[Begin Dataset excerpts]

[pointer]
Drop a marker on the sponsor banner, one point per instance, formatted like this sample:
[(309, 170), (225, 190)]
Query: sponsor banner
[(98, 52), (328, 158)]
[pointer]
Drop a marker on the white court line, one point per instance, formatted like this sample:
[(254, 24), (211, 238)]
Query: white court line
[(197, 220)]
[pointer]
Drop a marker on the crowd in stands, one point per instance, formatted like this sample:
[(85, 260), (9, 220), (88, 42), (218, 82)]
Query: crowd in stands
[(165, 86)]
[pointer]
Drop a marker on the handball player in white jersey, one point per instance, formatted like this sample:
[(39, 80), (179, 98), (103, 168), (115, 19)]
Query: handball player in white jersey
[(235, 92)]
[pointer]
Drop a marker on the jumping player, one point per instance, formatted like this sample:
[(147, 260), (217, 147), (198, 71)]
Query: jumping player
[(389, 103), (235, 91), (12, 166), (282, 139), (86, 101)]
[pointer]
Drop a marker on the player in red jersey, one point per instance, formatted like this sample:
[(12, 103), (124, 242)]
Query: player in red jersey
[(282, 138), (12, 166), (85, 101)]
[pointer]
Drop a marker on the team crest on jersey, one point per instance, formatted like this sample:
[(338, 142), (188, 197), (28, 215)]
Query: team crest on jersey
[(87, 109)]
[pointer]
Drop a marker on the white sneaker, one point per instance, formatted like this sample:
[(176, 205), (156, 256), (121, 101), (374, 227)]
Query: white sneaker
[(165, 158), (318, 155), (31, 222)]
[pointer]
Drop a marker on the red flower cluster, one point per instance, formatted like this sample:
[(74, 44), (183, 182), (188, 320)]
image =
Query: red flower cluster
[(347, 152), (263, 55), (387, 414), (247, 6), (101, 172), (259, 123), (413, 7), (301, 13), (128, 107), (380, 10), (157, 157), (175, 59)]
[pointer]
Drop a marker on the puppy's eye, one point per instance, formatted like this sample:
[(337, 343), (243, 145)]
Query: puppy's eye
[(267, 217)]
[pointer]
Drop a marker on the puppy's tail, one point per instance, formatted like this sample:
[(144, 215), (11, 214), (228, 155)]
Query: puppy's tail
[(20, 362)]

[End Dataset excerpts]

Rewrite all of the entries above, substituting "Place a pin" for every instance of "Drop a marker" and leaving everything else unchanged.

#### Solution below:
[pointer]
Place a pin on the sponsor banner, one point per instance, formatted like this sample:
[(309, 170), (225, 190)]
Query: sponsor banner
[(98, 52), (328, 158)]
[pointer]
Place a pin on the white court line, one point per instance, formatted like this sample:
[(254, 24), (211, 238)]
Query: white court line
[(197, 220)]
[pointer]
Place a pin on the crowd in stands, one point per instance, formatted like this sample:
[(85, 260), (9, 220), (88, 42), (218, 82)]
Query: crowd in stands
[(165, 86)]
[pointer]
Place a pin on the handball player in white jersey, one point per instance, formatted like this sample:
[(39, 80), (179, 98), (103, 168), (115, 19)]
Query: handball player in white jersey
[(235, 92)]
[pointer]
Place a pin on the jumping player, one point per instance, formatted like this sample:
[(147, 260), (217, 147), (198, 71)]
Query: jumping player
[(389, 103), (235, 91), (12, 166), (282, 139), (86, 101)]
[pointer]
Place a pin on the player in red jersey, one point per instance, formatted like this sample:
[(12, 103), (124, 242)]
Query: player in red jersey
[(282, 138), (12, 166), (85, 101)]
[pointer]
Place a pin on the team crest on jersey, one point per instance, formatted like this sample:
[(338, 142), (188, 197), (28, 215)]
Query: team crest on jersey
[(87, 109)]
[pointer]
Place a pin on the white sneaker, one point per instance, formatted like this sample:
[(176, 205), (156, 256), (121, 101), (374, 227)]
Query: white sneaker
[(165, 158), (318, 155), (31, 222)]
[pointer]
Place a pin on the red flower cluster, one point per instance, formatted like this sample:
[(74, 44), (183, 182), (188, 320)]
image =
Query: red flower cluster
[(347, 152), (263, 55), (387, 414), (247, 6), (101, 172), (259, 123), (413, 7), (301, 13), (128, 107), (380, 10), (157, 157), (175, 59)]
[pointer]
Place a pin on the puppy's eye, one point per instance, formatted like this sample:
[(337, 343), (243, 145)]
Query: puppy's eye
[(267, 217)]
[pointer]
Place a pin on the puppy's tail, one point per instance, formatted like this sample:
[(144, 215), (11, 214), (228, 155)]
Query: puppy's tail
[(20, 362)]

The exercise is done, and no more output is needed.